> WHAT THE EXERCISE ASKS: Type out every line below exactly as it reads.

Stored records
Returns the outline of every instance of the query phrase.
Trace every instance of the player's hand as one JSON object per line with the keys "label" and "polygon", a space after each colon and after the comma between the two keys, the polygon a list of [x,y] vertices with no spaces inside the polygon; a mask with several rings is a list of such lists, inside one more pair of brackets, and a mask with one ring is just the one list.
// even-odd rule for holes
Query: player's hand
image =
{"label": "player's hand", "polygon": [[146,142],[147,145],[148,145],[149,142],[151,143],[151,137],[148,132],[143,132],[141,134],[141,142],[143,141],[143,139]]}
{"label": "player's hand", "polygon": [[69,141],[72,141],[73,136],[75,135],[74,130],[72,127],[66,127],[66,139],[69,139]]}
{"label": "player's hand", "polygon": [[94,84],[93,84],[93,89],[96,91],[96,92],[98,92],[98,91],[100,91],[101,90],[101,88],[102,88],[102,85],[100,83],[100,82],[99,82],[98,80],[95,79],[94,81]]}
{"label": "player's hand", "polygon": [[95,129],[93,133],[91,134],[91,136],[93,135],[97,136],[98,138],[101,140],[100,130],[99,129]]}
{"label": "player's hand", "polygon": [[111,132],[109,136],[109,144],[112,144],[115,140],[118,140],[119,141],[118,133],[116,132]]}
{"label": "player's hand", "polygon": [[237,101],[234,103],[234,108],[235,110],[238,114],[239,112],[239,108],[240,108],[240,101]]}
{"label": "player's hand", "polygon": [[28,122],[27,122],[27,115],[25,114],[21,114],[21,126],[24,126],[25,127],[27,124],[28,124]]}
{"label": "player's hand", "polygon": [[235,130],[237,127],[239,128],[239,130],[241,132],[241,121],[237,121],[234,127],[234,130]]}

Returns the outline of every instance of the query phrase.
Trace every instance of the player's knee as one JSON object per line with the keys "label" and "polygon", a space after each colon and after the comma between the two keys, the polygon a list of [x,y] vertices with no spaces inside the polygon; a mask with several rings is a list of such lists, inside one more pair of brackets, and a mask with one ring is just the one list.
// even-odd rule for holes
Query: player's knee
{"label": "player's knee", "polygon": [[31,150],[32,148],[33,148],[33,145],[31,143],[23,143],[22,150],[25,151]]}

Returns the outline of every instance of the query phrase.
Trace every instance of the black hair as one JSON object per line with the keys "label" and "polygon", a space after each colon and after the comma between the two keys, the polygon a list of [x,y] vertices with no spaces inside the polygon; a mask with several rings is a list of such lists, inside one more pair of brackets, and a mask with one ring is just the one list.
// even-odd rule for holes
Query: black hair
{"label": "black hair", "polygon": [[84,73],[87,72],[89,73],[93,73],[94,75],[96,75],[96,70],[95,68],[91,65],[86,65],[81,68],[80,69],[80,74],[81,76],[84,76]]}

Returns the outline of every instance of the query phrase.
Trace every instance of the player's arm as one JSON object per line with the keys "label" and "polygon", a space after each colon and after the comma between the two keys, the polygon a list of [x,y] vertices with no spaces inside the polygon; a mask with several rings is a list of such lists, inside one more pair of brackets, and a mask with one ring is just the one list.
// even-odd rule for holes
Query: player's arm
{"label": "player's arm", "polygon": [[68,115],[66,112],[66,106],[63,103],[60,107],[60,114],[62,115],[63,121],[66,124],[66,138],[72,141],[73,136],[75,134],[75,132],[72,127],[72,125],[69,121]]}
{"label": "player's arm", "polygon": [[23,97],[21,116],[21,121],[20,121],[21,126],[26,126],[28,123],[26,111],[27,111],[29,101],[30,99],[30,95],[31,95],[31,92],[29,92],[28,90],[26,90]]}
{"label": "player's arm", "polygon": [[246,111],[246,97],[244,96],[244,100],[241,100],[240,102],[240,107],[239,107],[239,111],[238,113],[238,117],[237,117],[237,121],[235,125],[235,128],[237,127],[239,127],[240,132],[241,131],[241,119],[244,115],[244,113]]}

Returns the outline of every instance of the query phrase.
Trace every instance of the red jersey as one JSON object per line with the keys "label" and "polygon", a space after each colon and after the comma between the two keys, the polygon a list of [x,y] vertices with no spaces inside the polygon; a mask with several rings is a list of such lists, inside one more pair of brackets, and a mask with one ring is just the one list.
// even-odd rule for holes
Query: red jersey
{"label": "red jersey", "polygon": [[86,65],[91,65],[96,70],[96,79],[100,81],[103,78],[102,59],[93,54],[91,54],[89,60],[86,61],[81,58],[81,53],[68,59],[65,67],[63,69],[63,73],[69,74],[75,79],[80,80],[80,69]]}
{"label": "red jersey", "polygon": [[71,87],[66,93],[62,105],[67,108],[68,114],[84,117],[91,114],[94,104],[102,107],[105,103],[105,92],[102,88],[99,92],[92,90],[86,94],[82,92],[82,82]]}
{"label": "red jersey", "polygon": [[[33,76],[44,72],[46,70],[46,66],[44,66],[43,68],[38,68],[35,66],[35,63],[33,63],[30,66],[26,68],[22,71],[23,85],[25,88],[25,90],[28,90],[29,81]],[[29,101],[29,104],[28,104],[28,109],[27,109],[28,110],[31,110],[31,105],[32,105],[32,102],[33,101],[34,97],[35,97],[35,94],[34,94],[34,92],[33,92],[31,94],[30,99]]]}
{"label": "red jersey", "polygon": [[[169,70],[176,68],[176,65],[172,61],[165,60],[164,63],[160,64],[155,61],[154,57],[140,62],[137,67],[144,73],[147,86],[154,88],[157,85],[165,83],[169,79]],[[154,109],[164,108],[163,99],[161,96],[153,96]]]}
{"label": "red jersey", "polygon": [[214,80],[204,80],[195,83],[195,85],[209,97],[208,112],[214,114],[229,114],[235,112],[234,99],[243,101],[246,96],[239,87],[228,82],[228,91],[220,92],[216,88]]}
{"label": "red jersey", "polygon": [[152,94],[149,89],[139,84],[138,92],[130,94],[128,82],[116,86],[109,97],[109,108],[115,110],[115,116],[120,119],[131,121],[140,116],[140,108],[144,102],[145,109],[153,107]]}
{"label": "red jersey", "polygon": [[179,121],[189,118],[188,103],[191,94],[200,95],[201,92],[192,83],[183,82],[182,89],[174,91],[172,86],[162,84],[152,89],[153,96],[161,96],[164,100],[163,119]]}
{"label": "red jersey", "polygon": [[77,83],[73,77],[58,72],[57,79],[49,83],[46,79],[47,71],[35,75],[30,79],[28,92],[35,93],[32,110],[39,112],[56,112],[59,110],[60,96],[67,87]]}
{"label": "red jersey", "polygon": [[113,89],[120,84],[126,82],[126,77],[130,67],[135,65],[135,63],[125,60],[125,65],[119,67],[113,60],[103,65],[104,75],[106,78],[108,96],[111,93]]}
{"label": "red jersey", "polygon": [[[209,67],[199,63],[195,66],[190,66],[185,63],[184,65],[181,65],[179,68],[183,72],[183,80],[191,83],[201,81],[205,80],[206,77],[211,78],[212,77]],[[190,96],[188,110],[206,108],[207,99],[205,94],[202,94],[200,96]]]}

> ANSWER FOR THE TASK:
Returns the outline of every instance of the query phrase.
Trace every instance of the player's hand as one JSON object per line with the keys "label" and "polygon", a space after each colon and after the comma between the two keys, the polygon a list of [x,y] vertices with no spaces inside the polygon; a mask with several rings is a list of such lists, inside one more pair of brackets, and a mask with one ring is just the one list.
// even-odd rule for holes
Query: player's hand
image =
{"label": "player's hand", "polygon": [[146,142],[147,145],[148,145],[149,142],[151,143],[151,137],[148,132],[143,132],[141,134],[141,142],[143,141],[143,139]]}
{"label": "player's hand", "polygon": [[69,141],[72,141],[73,136],[75,135],[74,130],[72,127],[66,127],[66,139],[69,139]]}
{"label": "player's hand", "polygon": [[94,84],[93,84],[93,89],[96,91],[96,92],[98,92],[98,91],[100,91],[101,90],[101,88],[102,88],[102,85],[100,83],[100,82],[99,82],[98,80],[95,79],[94,81]]}
{"label": "player's hand", "polygon": [[95,129],[93,133],[91,134],[91,136],[93,135],[97,136],[98,138],[101,140],[100,130],[99,129]]}
{"label": "player's hand", "polygon": [[111,132],[109,136],[109,144],[112,144],[115,140],[118,140],[119,141],[118,133],[116,132]]}
{"label": "player's hand", "polygon": [[237,101],[234,103],[234,108],[235,110],[238,114],[239,112],[239,108],[240,108],[240,101]]}
{"label": "player's hand", "polygon": [[28,122],[27,122],[27,115],[25,114],[21,114],[21,126],[24,126],[25,127],[27,124],[28,124]]}
{"label": "player's hand", "polygon": [[235,130],[237,127],[239,128],[239,130],[241,132],[241,121],[237,121],[234,127],[234,130]]}

Returns the outline of every instance of the query phrase.
Trace every instance of the player's knee as one JSON object per line with the keys "label" and "polygon", a space after each colon and after the comma between the two keys, the polygon a list of [x,y] vertices with no spaces inside the polygon; a mask with several rings is a list of such lists, inside one more pair of brackets, and a mask with one ring is just the one list.
// even-odd rule for holes
Query: player's knee
{"label": "player's knee", "polygon": [[31,150],[32,148],[33,148],[33,145],[31,143],[23,143],[22,150],[25,151]]}

Returns the outline of every instance of the query phrase.
Trace every instance of the black hair as one JSON object per line with the keys "label" and "polygon", a space after each colon and after the comma between the two keys, the polygon a list of [x,y] vertices with no spaces inside the polygon; a mask with several rings is a list of such lists, inside one more pair of brackets, and a mask with one ring is just the one list.
// even-odd rule for holes
Query: black hair
{"label": "black hair", "polygon": [[84,73],[87,72],[89,73],[93,73],[94,75],[96,75],[96,70],[95,68],[91,65],[86,65],[81,68],[80,69],[80,74],[81,76],[84,76]]}

Returns the outline of every instance of the query phrase.
Trace every instance of the player's arm as one JSON object per line with the keys "label" and "polygon", a space after each colon and after the comma between the two keys, the polygon a list of [x,y] vertices with no spaces inside the polygon; a mask with several rings is a list of such lists, inside one more pair of brackets, and a mask with one ring is just the one list.
// even-odd rule for holes
Query: player's arm
{"label": "player's arm", "polygon": [[68,115],[66,112],[66,106],[63,103],[60,107],[60,114],[62,115],[63,121],[66,124],[66,138],[72,141],[73,136],[75,134],[75,132],[72,127],[72,125],[69,121]]}
{"label": "player's arm", "polygon": [[23,97],[21,116],[21,121],[20,121],[21,126],[26,126],[28,123],[26,111],[27,111],[29,101],[30,99],[30,95],[31,95],[31,92],[29,92],[28,90],[26,90]]}
{"label": "player's arm", "polygon": [[246,111],[246,97],[244,96],[244,100],[241,100],[240,102],[240,107],[239,107],[239,111],[238,113],[238,117],[237,117],[237,121],[235,125],[235,128],[237,127],[239,127],[240,132],[241,131],[241,119],[244,115],[244,113]]}

Returns the outline of every instance of the query phrase.
Trace every instance of the red jersey as one JSON object per line with the keys "label" and "polygon", a space after each colon and after the comma between the two keys, the polygon a list of [x,y] vertices with no spaces inside the polygon; a mask with several rings is a list of such lists, inside one more pair of brackets, and a mask with one ring is just the one list.
// even-odd rule for holes
Query: red jersey
{"label": "red jersey", "polygon": [[86,65],[91,65],[96,70],[96,79],[100,81],[103,78],[102,59],[93,54],[91,54],[89,60],[86,61],[81,58],[81,53],[68,59],[65,67],[63,69],[63,73],[69,74],[75,79],[80,80],[80,69]]}
{"label": "red jersey", "polygon": [[71,87],[66,93],[62,105],[67,108],[68,114],[84,117],[91,114],[94,104],[102,107],[105,103],[105,92],[102,88],[99,92],[92,90],[86,94],[82,92],[82,82]]}
{"label": "red jersey", "polygon": [[[33,76],[44,72],[46,70],[46,66],[44,66],[43,68],[38,68],[35,66],[35,63],[33,63],[30,66],[26,68],[22,71],[23,85],[25,88],[25,90],[28,90],[29,81]],[[29,101],[29,104],[28,104],[28,109],[27,109],[28,110],[31,110],[31,105],[32,105],[32,102],[33,101],[34,97],[35,97],[35,94],[34,94],[34,92],[33,92],[31,94],[30,99]]]}
{"label": "red jersey", "polygon": [[[169,70],[176,68],[176,65],[172,61],[165,60],[164,63],[160,64],[155,61],[154,57],[140,62],[137,67],[144,73],[147,86],[154,88],[157,85],[165,83],[169,79]],[[154,109],[164,108],[163,99],[161,96],[153,96]]]}
{"label": "red jersey", "polygon": [[214,80],[204,80],[195,83],[195,85],[209,97],[208,112],[214,114],[229,114],[235,112],[234,99],[243,101],[246,96],[239,87],[228,82],[228,91],[220,92],[216,88]]}
{"label": "red jersey", "polygon": [[152,94],[149,89],[139,84],[138,92],[130,94],[128,82],[116,86],[109,97],[109,108],[115,110],[115,116],[120,119],[131,121],[140,116],[140,108],[144,102],[145,109],[153,107]]}
{"label": "red jersey", "polygon": [[179,121],[189,118],[188,103],[191,94],[200,95],[201,92],[192,83],[183,82],[182,89],[174,91],[172,86],[162,84],[152,89],[153,96],[161,96],[164,100],[163,119]]}
{"label": "red jersey", "polygon": [[77,83],[73,77],[58,72],[57,79],[49,83],[46,79],[47,71],[35,75],[30,79],[28,92],[35,93],[32,110],[39,112],[56,112],[59,110],[60,96],[67,87]]}
{"label": "red jersey", "polygon": [[113,89],[120,84],[126,82],[126,77],[130,67],[135,65],[135,63],[125,60],[125,65],[119,67],[113,60],[103,65],[104,75],[106,78],[108,96],[111,93]]}
{"label": "red jersey", "polygon": [[[209,67],[199,63],[195,66],[190,66],[185,63],[184,65],[181,65],[179,68],[183,72],[183,80],[191,83],[201,81],[205,80],[206,77],[211,78],[212,77]],[[190,96],[188,110],[206,108],[207,99],[205,94],[202,94],[200,96]]]}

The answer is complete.